DIRECTION: Reproduce all of the records below word for word, leaving the pictures out.

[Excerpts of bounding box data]
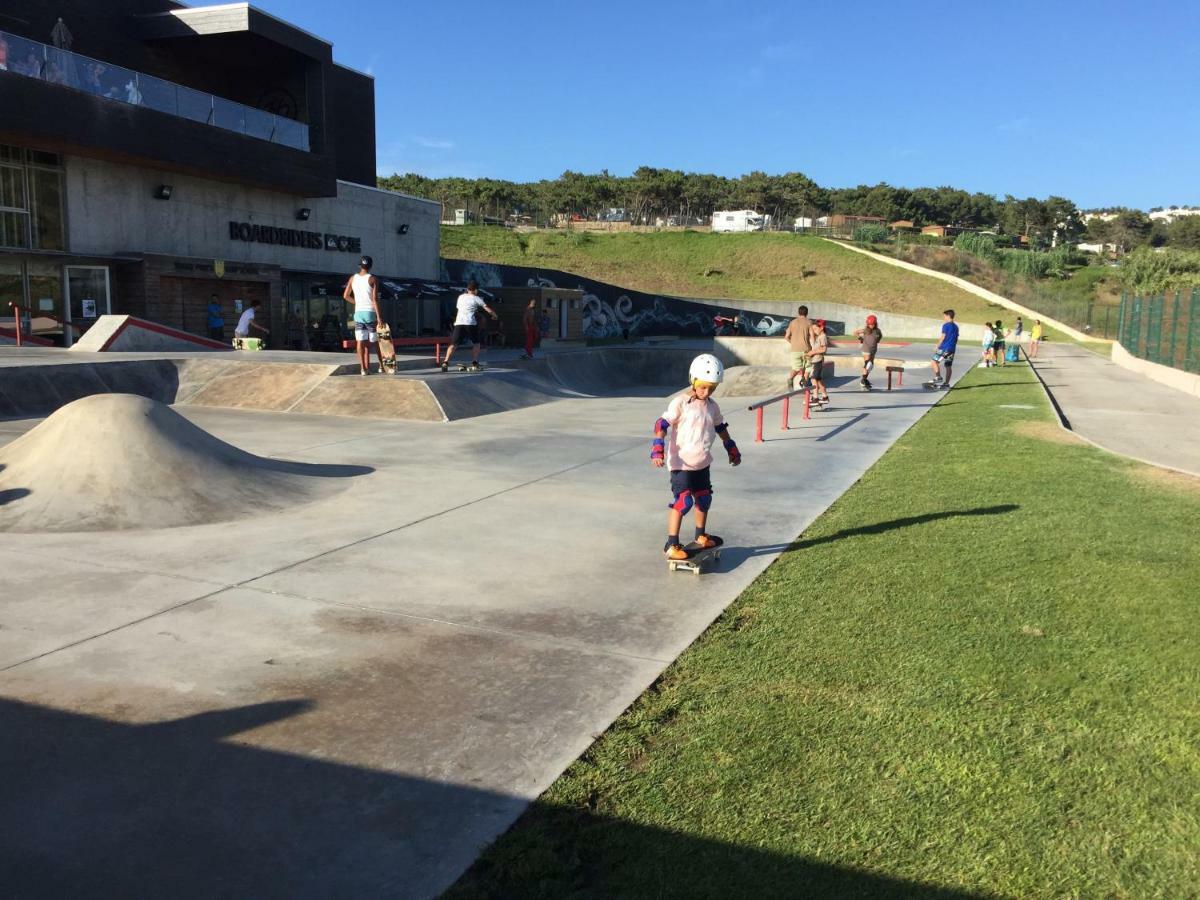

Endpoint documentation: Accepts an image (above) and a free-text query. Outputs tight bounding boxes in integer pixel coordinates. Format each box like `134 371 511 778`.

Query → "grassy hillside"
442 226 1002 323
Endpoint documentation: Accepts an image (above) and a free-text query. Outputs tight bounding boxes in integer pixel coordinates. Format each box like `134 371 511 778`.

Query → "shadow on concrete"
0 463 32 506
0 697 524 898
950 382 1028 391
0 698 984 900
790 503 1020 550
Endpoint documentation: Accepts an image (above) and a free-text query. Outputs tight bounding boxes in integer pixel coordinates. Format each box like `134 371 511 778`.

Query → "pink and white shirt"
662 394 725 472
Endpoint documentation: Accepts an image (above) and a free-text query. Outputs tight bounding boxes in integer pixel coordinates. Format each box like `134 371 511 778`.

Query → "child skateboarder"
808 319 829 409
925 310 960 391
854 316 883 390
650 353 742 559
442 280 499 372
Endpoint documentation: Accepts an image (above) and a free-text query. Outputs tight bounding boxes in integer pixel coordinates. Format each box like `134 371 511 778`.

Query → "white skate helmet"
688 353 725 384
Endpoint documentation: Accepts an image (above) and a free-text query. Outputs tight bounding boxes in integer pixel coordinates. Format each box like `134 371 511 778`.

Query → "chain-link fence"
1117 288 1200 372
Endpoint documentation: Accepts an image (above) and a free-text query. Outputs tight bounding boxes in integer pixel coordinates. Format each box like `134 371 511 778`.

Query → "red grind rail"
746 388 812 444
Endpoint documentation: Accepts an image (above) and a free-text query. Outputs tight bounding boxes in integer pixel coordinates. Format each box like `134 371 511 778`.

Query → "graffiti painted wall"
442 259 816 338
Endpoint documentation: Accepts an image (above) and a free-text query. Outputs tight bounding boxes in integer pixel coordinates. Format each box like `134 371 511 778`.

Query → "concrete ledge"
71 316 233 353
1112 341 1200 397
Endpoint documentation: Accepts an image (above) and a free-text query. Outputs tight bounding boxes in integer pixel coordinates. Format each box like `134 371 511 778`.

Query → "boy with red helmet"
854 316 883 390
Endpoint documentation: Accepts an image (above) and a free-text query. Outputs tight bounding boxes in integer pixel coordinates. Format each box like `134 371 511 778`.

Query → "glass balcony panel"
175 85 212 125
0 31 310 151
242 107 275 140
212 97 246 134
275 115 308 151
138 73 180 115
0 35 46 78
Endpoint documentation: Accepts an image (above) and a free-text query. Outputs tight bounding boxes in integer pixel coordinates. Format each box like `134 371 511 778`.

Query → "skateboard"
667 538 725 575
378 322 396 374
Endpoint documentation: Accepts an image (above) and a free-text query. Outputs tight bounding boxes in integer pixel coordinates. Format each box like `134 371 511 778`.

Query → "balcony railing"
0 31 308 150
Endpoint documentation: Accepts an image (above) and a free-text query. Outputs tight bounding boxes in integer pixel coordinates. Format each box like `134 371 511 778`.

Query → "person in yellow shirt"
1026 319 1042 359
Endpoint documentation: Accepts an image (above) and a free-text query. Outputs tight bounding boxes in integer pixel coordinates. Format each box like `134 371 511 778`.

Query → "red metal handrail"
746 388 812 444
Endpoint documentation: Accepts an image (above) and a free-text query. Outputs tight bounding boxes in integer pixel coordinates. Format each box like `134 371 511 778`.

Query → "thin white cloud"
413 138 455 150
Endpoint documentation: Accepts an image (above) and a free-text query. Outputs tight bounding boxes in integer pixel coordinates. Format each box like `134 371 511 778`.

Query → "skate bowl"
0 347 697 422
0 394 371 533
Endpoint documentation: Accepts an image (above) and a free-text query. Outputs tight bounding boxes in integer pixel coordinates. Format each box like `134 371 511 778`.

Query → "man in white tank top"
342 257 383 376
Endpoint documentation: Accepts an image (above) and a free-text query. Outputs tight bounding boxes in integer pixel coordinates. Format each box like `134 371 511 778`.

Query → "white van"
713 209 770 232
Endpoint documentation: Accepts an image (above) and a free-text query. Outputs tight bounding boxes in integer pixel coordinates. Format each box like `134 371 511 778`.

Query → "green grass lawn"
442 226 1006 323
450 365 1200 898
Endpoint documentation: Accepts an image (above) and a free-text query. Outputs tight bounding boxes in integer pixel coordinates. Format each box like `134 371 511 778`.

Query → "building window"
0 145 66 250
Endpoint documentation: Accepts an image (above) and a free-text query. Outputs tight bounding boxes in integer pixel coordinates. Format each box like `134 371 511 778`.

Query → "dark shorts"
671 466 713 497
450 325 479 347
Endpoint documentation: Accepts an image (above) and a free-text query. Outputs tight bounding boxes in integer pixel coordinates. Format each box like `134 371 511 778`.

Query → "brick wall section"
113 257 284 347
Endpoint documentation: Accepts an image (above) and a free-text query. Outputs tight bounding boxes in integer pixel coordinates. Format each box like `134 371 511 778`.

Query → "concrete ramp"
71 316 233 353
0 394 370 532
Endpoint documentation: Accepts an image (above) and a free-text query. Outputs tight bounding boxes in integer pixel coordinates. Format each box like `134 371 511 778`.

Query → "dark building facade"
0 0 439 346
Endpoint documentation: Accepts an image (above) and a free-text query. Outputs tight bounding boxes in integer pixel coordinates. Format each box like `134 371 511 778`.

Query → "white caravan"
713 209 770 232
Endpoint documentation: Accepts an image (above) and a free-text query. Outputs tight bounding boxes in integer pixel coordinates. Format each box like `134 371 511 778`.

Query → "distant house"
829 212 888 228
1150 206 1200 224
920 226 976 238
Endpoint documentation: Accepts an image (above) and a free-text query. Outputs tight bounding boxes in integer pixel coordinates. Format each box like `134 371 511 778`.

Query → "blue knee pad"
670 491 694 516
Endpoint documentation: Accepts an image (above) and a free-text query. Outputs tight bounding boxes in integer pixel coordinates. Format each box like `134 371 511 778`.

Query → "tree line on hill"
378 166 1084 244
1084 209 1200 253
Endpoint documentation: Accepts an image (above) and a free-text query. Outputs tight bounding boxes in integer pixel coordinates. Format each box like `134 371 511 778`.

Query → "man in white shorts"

COMPLETED TASK:
Endpoint documentation: Accepts an image (above) and a free-text query. Outputs tight bounding boxes in integer pixel coordinates. Format each box like `134 371 511 778`.

Query → "grassy hillside"
442 226 1002 323
Endpoint documentation: Accepts an image (above) and a free-text query. Outputs tight bounding boxes in integer pixel coordinates. Format each box like `134 371 511 778`.

Query → "shadow on concrete"
0 463 32 506
0 697 524 898
950 382 1028 391
0 698 984 900
790 503 1020 550
Endpoint documentation: Accepts an image (above) and a free-text query. Outputs tight bounding boxes in integer pixel coordinates. Format each box like `134 371 511 778`.

Query → "pink and white shirt"
662 394 725 472
Endpoint documentation: Accepts an image (above) and a free-text query. Outputs tight bounding boxes in integer pixel coordinates. Format each box like `134 371 511 778`.

Query → "child skateboarder"
808 319 829 409
925 310 960 391
854 316 883 390
650 353 742 559
442 280 499 372
Endpoint documentation: Accepts an image (above) and a free-text query. Outputs tight bounding boxes in integer pixel coordinates. Format each box like `134 371 511 778`.

Query → "white skate helmet"
688 353 725 384
Endpoint documentation: Accepts an image (above) and a free-text query. Outputs tight bounding boxes in integer pixel coordinates. Format each box like `134 371 511 778`.

Query → "chain-link fence"
1117 288 1200 372
Endpoint documentation: Accepts an image (above) and a free-text query. Outputs tight bounding boxes in integer pixel coordinates. Format each box like `134 371 511 778`.

Query → "red grind rail"
746 388 812 444
Endpoint documentation: Accepts an image (above) and a free-text query. Outputs tight bounding boxes in integer pixel coordinates. Format each box like `134 371 511 778`.

Query → "graffiti painted wall"
442 259 816 338
Endpoint documentation: Accepts an image (above) and a free-text query. Outputs tight bounding boxes in integer pixel coordinates. Format each box like `134 371 511 778`.

Query → "concrete ledge"
71 316 233 353
1112 341 1200 397
Endpoint documentation: Accepts an image (above) and a free-text query. Outputs tight bounding boxes in integer pixel coordinates. Format each box like `134 371 511 778`.

Query → "boy with red helmet"
854 316 883 390
Endpoint documentation: Accepts an image (above) and a free-text query. Outputs tight bounding boxes in integer pixel coordinates. Format each box like `134 371 511 778`.

Query → "glass balcony panel"
175 85 212 125
0 31 310 151
242 107 275 140
212 97 246 134
275 115 308 151
138 73 180 115
0 35 46 78
Endpoint documentation: Accepts an image (above) and a free-text query. Outputs tight bounding boxes in integer pixel coordinates. Format each box like `134 371 511 778`.

Query → "skateboard"
667 538 725 575
378 322 396 374
Endpoint documentation: Accepts an image (above) and a free-text query. Outputs tight bounding boxes in integer pixel coordinates. Format each box like `134 371 511 778`.

Query → "balcony railing"
0 31 308 150
Endpoint documentation: Accepts an image (above) and a free-text query. Outputs tight bounding boxes in integer pixel coordinates. Format each box like `134 371 511 778`.

Query → "person in yellow shirt"
1026 319 1042 359
Endpoint documentation: Accepts an image (above) and a free-text query. Outputs tight bounding boxes in integer pixel coordinates. Format each box like `134 371 511 778`.

Query → "red metal handrail"
746 388 812 444
Endpoint documentation: Accepts an image (above) and a free-text query. Outputs tight bounding boxes in integer pixel coordinates. Format each box like `134 371 511 778`.

Query → "thin white cloud"
413 138 455 150
Endpoint documentation: Accepts an image (above) and a free-text query. Outputs tight bounding boxes in integer pixel coordinates. Format each box like `134 371 511 778`.

Query → "skate bowl"
0 347 697 422
0 394 371 533
Endpoint documentation: Accepts an image (above) and a free-text query. Outputs tight bounding boxes in integer pixel coordinates. Format each box like `134 371 511 778`.

Query → "man in white tank top"
342 257 383 376
Endpoint documentation: Accepts an image (above) and a free-text query. Outputs tight bounding boxes in integer pixel coordinates. Format each box like `134 371 511 778`.

Query → "white van"
713 209 770 232
Endpoint documentation: Accepts an image (above) and a free-text query. Outputs tight bounding boxes in integer pixel coordinates. Format each box like `134 371 511 778`.

Query → "green grass lawn"
442 226 1006 323
450 365 1200 898
Endpoint documentation: Accepts an image (above) and a free-text query. Outputs tight bounding boxes in integer pixel coordinates. Format each box like `134 371 511 778`.

Query → "building window"
0 145 66 250
Endpoint documentation: Accepts an image (above) and a free-text query. Outputs tight bounding boxes in integer pixel coordinates. Format each box like `134 371 511 778`.

Query → "dark shorts"
671 466 713 497
450 325 479 347
Endpoint documentation: Accepts an image (above) and a free-text query. Outputs tight bounding boxes in integer pixel coordinates. Format each box like `134 371 511 778`.

Query → "brick wall section"
113 257 284 347
Endpoint documentation: Accepts an image (above) and a free-text query. Outputs tight bounding boxes in integer pixel coordinates. Format each box like `134 371 511 778`.

Query → "concrete ramp"
71 316 233 353
0 394 370 532
Endpoint documentation: Accepts an image (above) and a free-text query. Outputs tight bounding boxes in integer pixel coordinates. Format each box like `134 371 511 778`.

Query → "dark building facade"
0 0 439 346
Endpoint documentation: Accepts an image (above) and a free-text query. Outputs tight bounding boxes in integer pixel coordinates. Format each box like `134 371 511 778`.

Query → "white caravan"
713 209 770 232
Endpoint documentation: Accepts an image (above) and a free-text query. Outputs tight bounding boxes in integer pixel coordinates. Format each box like `134 371 511 778`.

Query → "distant house"
829 212 888 228
1150 206 1200 224
920 226 976 238
Endpoint documentation: Accepts an image (above) and a free-text query. Outputs tight bounding boxes in integer pixel coordinates. Format each box like `134 371 511 778`.

Query → "blue knee pad"
670 491 694 516
Endpoint documentation: Accepts an image (above) and a free-text query. Outputs tight bounding boxes in integer pixel coordinates. Format each box like `134 371 511 778`.

Query → "tree line on hill"
378 166 1084 244
1084 209 1200 253
Endpoint documentation: Accepts an image (above) and a free-text query. Outputs tight bounding boxes in integer pixel coordinates. Format each box like `134 371 511 778`.

Query → "man in white shorts"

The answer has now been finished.